◆ **Set problem**
Return verbatim the lines of the listing below, beginning at the line that contains "Query: window with shutter" and continuing through the line that contains "(1240, 610)", with both of those lines included.
* Start Records shown *
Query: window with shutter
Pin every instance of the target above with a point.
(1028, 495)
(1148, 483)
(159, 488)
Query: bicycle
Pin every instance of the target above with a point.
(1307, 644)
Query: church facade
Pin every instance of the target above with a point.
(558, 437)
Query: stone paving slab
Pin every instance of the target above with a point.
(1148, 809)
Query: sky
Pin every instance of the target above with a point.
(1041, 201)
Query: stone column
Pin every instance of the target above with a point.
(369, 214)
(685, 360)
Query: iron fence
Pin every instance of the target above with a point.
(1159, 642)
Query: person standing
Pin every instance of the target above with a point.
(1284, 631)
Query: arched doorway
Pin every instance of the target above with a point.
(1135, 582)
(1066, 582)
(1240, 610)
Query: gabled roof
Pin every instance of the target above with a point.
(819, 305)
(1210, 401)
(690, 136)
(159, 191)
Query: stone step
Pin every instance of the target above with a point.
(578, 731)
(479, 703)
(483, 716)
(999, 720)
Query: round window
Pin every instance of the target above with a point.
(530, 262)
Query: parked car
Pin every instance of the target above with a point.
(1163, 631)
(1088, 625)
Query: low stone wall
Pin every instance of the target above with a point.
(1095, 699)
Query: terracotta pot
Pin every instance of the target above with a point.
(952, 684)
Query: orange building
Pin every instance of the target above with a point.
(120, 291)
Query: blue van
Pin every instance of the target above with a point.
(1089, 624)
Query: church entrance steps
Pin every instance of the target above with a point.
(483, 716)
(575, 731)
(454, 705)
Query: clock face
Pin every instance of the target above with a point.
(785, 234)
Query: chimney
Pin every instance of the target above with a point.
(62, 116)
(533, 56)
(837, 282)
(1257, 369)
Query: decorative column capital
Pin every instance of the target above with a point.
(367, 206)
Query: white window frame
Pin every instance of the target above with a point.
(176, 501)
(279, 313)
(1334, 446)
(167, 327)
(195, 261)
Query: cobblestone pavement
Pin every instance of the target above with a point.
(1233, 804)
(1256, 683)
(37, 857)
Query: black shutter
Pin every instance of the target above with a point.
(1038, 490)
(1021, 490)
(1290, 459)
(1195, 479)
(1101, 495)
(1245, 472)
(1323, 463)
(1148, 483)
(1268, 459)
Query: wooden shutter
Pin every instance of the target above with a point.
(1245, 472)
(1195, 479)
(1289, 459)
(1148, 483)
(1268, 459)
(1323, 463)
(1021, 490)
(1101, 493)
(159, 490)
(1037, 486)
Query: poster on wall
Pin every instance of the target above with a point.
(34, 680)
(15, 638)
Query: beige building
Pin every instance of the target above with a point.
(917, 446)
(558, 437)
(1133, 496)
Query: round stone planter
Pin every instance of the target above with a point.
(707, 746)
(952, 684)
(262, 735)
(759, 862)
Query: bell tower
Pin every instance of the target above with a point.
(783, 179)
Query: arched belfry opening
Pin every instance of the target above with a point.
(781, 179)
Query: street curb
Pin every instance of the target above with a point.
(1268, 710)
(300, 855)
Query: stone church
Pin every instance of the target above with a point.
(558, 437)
* End Records shown *
* Start Records shown *
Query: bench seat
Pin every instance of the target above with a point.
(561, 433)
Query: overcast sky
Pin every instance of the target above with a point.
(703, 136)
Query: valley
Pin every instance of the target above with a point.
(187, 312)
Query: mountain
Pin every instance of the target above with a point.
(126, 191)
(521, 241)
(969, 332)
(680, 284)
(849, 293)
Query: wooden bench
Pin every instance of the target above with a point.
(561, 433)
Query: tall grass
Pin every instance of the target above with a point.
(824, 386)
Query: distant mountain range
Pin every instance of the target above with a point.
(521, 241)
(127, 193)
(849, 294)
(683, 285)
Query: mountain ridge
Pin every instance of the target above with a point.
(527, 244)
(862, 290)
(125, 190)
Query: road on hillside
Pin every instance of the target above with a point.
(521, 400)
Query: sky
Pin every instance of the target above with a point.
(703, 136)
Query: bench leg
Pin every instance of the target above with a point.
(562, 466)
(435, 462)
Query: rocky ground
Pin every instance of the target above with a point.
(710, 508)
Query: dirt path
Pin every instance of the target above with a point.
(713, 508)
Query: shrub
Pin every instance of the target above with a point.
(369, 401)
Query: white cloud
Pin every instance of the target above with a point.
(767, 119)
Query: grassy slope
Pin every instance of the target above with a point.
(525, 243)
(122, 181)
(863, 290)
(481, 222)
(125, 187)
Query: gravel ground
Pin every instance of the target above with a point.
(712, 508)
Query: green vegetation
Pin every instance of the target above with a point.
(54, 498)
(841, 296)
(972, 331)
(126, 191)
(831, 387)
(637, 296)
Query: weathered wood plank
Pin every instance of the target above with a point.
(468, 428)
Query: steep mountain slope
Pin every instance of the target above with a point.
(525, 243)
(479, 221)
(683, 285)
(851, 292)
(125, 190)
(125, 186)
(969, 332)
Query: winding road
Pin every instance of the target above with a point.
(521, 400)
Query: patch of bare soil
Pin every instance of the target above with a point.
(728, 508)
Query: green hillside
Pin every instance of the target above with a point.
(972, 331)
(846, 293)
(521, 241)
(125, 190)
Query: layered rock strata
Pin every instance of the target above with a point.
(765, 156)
* End Records shown *
◆ **Exercise answer**
Query: window with shutter
Pin every instance of the target above with a point.
(1028, 495)
(1148, 483)
(159, 488)
Query: bicycle
Pin every instance of the target above with a point.
(1307, 644)
Query: church facade
Pin every instance of the target above with a point.
(558, 437)
Query: stone paving slab
Pin every instance of the target above with a point.
(1148, 809)
Query: sky
Pin every instance of the target above with a point.
(1041, 201)
Query: stone column
Pin every instance of the target above with a point.
(369, 214)
(685, 360)
Query: iron fence
Pin every instance of the target above with a point.
(1159, 642)
Query: person standing
Pin every instance of the target above with a point.
(1284, 631)
Query: arched doorway
Pin every instance of the target above with a point.
(1135, 582)
(1066, 582)
(1240, 610)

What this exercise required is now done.